### To be done
Swap every "long tail" in the material below for "short tail" and write the material out again with nothing else changed. Leave the pictures out.

### Information supplied
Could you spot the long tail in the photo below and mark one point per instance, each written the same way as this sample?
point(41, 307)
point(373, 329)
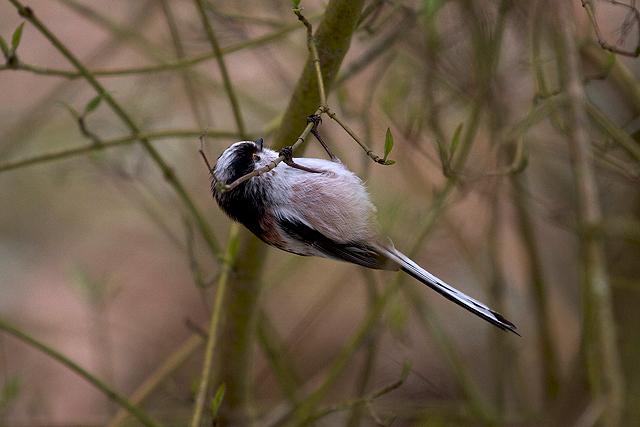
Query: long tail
point(449, 292)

### Final result
Could you spot the short tail in the photo below and mark one point per instance, each written the same way as this sample?
point(41, 307)
point(373, 329)
Query: short tail
point(449, 292)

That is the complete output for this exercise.